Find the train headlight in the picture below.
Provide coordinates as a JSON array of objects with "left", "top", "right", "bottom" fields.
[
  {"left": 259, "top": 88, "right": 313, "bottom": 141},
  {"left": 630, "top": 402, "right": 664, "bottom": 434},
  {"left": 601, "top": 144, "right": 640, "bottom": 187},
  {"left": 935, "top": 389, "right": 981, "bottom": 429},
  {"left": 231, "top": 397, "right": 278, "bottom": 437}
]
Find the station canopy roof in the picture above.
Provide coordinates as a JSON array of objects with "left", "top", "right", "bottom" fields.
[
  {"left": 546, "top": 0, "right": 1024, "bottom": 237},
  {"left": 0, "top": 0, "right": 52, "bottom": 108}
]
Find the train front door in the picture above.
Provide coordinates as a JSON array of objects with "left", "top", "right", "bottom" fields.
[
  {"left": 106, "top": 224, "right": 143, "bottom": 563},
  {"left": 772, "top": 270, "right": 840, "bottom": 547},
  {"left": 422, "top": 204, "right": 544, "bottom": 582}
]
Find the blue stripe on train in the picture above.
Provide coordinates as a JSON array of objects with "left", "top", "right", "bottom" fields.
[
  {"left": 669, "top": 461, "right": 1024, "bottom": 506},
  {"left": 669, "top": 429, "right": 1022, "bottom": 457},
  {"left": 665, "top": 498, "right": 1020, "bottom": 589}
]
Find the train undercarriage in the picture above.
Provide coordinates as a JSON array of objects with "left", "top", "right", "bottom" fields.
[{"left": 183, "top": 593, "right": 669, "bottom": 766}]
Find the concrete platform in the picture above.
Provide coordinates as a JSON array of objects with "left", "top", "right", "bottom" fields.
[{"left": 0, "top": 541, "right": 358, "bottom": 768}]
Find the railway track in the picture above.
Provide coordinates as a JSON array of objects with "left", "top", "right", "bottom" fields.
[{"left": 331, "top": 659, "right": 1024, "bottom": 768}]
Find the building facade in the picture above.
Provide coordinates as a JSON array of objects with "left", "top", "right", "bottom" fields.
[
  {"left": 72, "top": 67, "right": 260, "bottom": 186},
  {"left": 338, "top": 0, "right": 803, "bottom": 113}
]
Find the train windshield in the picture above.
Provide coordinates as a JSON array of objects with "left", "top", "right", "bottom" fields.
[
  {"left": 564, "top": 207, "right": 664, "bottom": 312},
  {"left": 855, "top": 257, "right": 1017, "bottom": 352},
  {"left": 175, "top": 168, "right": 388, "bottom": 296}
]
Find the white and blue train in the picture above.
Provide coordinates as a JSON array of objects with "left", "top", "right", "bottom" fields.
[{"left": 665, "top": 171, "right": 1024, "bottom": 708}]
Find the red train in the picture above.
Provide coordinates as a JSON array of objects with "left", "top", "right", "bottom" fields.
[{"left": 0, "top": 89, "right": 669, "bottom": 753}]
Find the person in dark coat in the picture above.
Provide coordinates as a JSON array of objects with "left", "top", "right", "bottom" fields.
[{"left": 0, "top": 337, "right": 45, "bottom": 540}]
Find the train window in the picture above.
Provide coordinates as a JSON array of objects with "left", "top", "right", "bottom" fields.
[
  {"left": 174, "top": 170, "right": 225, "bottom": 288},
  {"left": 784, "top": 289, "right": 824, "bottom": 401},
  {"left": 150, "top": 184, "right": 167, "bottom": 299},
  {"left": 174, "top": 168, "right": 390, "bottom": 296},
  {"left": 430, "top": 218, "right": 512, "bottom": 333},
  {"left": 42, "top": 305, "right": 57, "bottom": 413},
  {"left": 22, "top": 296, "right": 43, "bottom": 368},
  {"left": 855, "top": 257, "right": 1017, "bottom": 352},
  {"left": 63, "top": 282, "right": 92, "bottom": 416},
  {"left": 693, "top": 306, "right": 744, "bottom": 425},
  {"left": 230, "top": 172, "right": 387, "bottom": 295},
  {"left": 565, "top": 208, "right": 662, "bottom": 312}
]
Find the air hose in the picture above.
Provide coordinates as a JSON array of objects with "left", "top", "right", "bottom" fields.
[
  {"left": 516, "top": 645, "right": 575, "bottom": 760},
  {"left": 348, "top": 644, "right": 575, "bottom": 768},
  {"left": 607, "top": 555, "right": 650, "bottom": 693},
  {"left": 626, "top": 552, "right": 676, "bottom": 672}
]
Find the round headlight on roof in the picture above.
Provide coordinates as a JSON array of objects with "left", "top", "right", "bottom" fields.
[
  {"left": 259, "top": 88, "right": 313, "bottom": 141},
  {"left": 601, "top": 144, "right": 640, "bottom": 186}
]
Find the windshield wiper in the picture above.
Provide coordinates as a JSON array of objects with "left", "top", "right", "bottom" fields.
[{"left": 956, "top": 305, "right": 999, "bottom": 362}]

Instructions to follow —
Copy everything from the line containing "Find the windshield" down to the end of the entries exactly, with both ends included.

Written solution —
Find the windshield wiper in the picture above.
Provide coordinates as a JSON array of objects with "left", "top", "right", "bottom" fields.
[{"left": 956, "top": 305, "right": 999, "bottom": 362}]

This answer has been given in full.